Masa Lebaran 2019 mengalirkan dana triliunan rupiah ke sejumlah daerah tujuan mudik. Gelontoran dana besar itu sangat potensial mendongkrak ekonomi daerah jika dialokasikan untuk investasi.
Oleh
TATANG MULYANA SINAGA
·3 menit baca
JAKARTA, KOMPAS – Masa Lebaran 2019 mengalirkan dana triliunan rupiah ke sejumlah daerah tujuan mudik. Gelontoran dana besar itu sangat potensial mendongkrak ekonomi daerah jika dialokasikan untuk investasi.
Direktur Eksekutif Center of Reform on Economics (CORE) Indonesia Mohammad Faisal mengatakan, selama ini dana besar saat Lebaran itu lebih banyak digunakan untuk sektor konsumsi, seperti makanan, pakaian, dan transfer langsung. Alhasil, kurang berdampak terhadap peningkatan ekonomi jangka panjang.

****************************************

§ PETUNJUK PENGERJAAN:
1. Jawablah pertanyaan berikut berdasarkan teks tentang dana Lebaran 2019.
(a) Ke mana dana triliunan rupiah mengalir selama masa Lebaran 2019?
(b) Siapa Direktur Eksekutif Center of Reform on Economics (CORE) Indonesia?
(c) Apa saja contoh sektor konsumsi yang disebutkan?
2. Menurut teks tentang dana Lebaran 2019, mengapa dana besar saat Lebaran kurang berdampak terhadap peningkatan ekonomi jangka panjang? Jelaskan dalam satu sampai tiga kalimat.

§ DAFTAR ENTRI:
****************************************

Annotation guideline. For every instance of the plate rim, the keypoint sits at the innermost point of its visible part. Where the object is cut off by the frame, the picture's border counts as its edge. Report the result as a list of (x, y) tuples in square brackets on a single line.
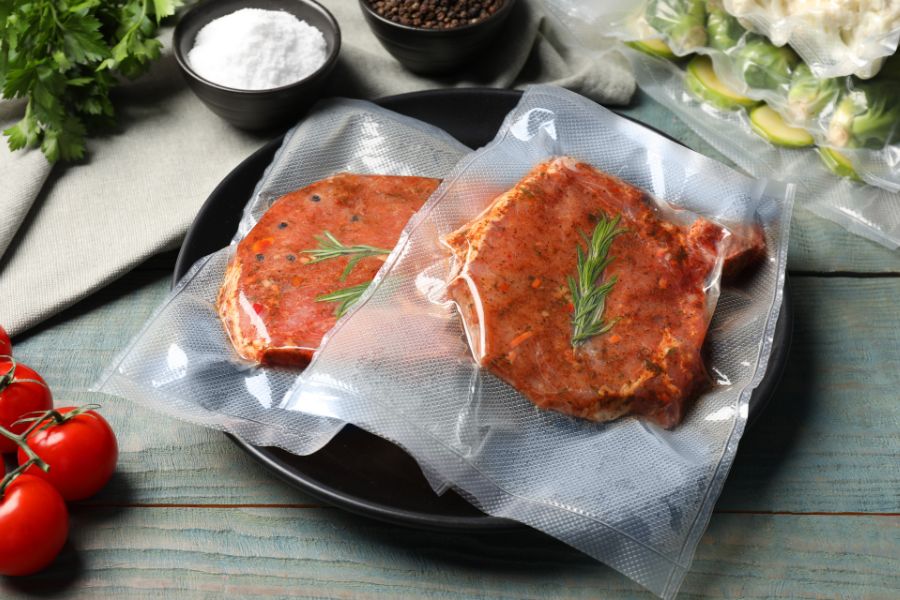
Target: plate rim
[(476, 523)]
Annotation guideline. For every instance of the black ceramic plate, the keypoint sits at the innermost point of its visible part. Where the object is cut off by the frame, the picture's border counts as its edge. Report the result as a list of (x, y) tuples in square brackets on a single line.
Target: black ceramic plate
[(358, 471)]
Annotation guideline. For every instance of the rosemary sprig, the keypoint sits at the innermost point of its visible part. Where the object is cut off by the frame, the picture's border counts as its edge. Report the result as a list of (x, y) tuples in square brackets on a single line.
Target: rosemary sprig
[(346, 297), (329, 248), (588, 291)]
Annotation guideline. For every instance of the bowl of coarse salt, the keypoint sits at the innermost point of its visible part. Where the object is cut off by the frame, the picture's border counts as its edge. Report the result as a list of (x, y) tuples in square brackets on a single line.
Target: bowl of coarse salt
[(258, 64)]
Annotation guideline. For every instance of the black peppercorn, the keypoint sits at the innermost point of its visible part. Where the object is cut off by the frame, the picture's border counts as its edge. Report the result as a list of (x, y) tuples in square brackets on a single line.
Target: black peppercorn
[(436, 14)]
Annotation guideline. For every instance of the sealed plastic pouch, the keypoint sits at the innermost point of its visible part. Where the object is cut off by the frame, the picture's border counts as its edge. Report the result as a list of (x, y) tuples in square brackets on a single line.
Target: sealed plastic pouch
[(407, 366), (865, 210), (183, 362)]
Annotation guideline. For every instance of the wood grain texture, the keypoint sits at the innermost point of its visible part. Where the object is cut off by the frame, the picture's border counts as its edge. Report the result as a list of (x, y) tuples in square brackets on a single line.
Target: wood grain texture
[(167, 525), (815, 244), (325, 553), (827, 443)]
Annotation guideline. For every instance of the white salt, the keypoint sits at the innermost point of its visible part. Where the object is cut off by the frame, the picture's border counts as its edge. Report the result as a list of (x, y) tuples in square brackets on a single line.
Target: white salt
[(255, 49)]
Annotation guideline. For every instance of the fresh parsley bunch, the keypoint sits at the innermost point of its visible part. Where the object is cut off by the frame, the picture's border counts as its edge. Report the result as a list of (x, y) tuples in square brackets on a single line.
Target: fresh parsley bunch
[(64, 57)]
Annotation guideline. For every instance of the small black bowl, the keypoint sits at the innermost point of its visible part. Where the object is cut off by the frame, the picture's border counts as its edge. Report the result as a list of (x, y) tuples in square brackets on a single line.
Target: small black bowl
[(257, 109), (434, 51)]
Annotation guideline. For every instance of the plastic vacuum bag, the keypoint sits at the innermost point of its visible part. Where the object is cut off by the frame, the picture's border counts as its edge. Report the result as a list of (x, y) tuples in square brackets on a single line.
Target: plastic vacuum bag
[(865, 210), (628, 492), (834, 38), (182, 362), (859, 119)]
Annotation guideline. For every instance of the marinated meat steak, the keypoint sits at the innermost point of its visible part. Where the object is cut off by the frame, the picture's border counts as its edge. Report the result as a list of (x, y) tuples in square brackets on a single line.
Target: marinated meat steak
[(268, 298), (510, 284)]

****************************************

§ KUNCI JAWABAN:
1.
(a) Ke sejumlah daerah tujuan mudik.
(b) Mohammad Faisal.
(c) Makanan, pakaian, dan transfer langsung.

2. Dana besar saat Lebaran selama ini lebih banyak digunakan untuk sektor konsumsi, seperti makanan, pakaian, dan transfer langsung. Akibatnya, dana tersebut kurang berdampak terhadap peningkatan ekonomi jangka panjang.